(WRITTEN TASK 1)
According to the text about the Big Muff Pi, in what year did Myer and Matthews come up with its design?

(TEXT SHOWN)
____

An assortment of late-’70s Mike Matthews creations (left to right): a Deluxe Electric
Mistress, a Muff Fuzz, and a Polyphase. Photos by Tom Hughes

Pi in the Sky—and Everywhere Else

If there’s one pedal that EHX is most known for, it’s the Big Muff Pi. Myer and Matthews came up with its design in 1969. “When I came out with the Big Muff, I spent a lot of time shaping the cascading gain stages, which gave a super-long sustain. I also worked a lot with the filters to get the notes to sound less raspy and more sinusoidal and smooth. That’s how the Big Muff got its long, violin-like sustain, because the filters filtered out the harsh cross products.”

From there, the Big Muff Pi sold like, er, hotcakes. “I brought the first ones up to Manny’s Music and Henry [Goldrich], the owner at that time, told me that Hendrix just bought one,” Matthews recalls. “Carlos Santana bought a Big Muff mail order. He sent in a check—a Carlos Santana check, y’know, with his drums and bongos on it— and Carlos Santana stationery. We still have copies of that here.”

At that point, it seems the floodgates had opened fully—both crazy product names and off-the-wall design ideas were flowing freely. “One of the other ideas I had around that time was a guitar that had a speaker that was in a ceramic case that screwed into the guitar. So the guitar output would go to an amp, but part of it would bleed into a separate amp that would feed the signal back into the ceramic speaker that would give you some actual real feedback right into the guitar.”

As for the funky names on Electro- Harmonix gear, the story behind them is predictably circuitous. “What happened with the Big Muff is that, we had this treble booster, our bass booster, and then we had a fuzz. It had a muffled sound, so I called it the Muff Fuzz. Later on, when we developed the superior distortionsustainer unit, because we already had the Muff, I called it the Big Muff. That’s how it came about—it evolved. But I also like those names with a double meaning. And the Bad Stone was just trying to play off the name of the Rolling Stones and Bob Dylan’s “Like a Rolling Stone” hit. I came up with most all the names.”

With Hendrix and Santana using Big Muffs at the height of their powers, it’s no wonder the devices did so well. “We were building 3000 Big Muffs a month,” Matthews says. “We quickly followed it with some variations. We had a little treble booster, a bass booster, a Little Muff . . . and there wasn’t that much competition.”

But that didn’t last long. “MXR came along and they were a big competitor. We battled. They came on big with the Phase 90, and we were really working hard to come out with a phase shifter. As we were working on it, the problem was that there was some feedback. But that feedback turned out sounding good, so we captured it. You could have regular phasing or, with the flick of a switch, you could have feedback and get this really edgy sound. The feedback would sharpen the notes. A lot of our competitors, they hate noise. Anything that has noise has to be taken out. They’ll work their asses off filtering out every ounce of noise to the point where they filter out the feeling. I mean, playing music is really . . . it’s getting out feelings. So I always want to leave the feeling in.”

____

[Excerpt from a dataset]

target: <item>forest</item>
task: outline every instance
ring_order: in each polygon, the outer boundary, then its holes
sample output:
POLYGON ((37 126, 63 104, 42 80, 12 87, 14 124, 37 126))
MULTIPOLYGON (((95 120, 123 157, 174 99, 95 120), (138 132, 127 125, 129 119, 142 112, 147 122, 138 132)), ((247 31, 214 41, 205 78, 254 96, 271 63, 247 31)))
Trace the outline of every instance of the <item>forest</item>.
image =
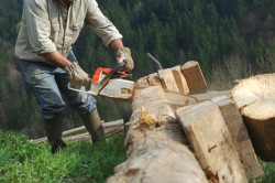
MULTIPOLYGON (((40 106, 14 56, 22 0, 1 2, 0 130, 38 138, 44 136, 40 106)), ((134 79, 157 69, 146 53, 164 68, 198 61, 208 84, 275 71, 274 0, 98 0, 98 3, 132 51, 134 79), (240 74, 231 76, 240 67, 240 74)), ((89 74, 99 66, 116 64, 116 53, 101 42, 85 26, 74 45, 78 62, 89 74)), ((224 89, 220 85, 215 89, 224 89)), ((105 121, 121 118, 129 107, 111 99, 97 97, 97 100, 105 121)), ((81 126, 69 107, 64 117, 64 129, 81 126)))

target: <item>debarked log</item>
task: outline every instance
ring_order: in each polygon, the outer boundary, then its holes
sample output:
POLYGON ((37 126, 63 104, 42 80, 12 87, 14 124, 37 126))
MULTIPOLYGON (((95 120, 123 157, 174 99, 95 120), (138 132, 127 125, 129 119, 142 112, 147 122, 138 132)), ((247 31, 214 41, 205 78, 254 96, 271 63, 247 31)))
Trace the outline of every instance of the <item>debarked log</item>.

____

(WRITTEN TASK 2)
Arrange the records from the line with "target: <item>debarked log</item>" up to and including the final line of the records as a numbered list, omitting blank lines.

(PROBLEM SOLUTION 1)
1969

(PROBLEM SOLUTION 2)
1. target: <item>debarked log</item>
2. task: outline every instance
3. ring_order: in each polygon, the outer boundary, then its holes
4. sample output:
5. POLYGON ((37 126, 63 104, 42 80, 12 87, 14 124, 37 126))
6. MULTIPOLYGON (((95 120, 123 157, 174 99, 95 120), (138 132, 127 125, 129 119, 142 112, 147 122, 138 132)), ((247 31, 214 41, 205 78, 254 96, 271 63, 247 31)))
7. Trace the outline of every instance of the <item>debarked log</item>.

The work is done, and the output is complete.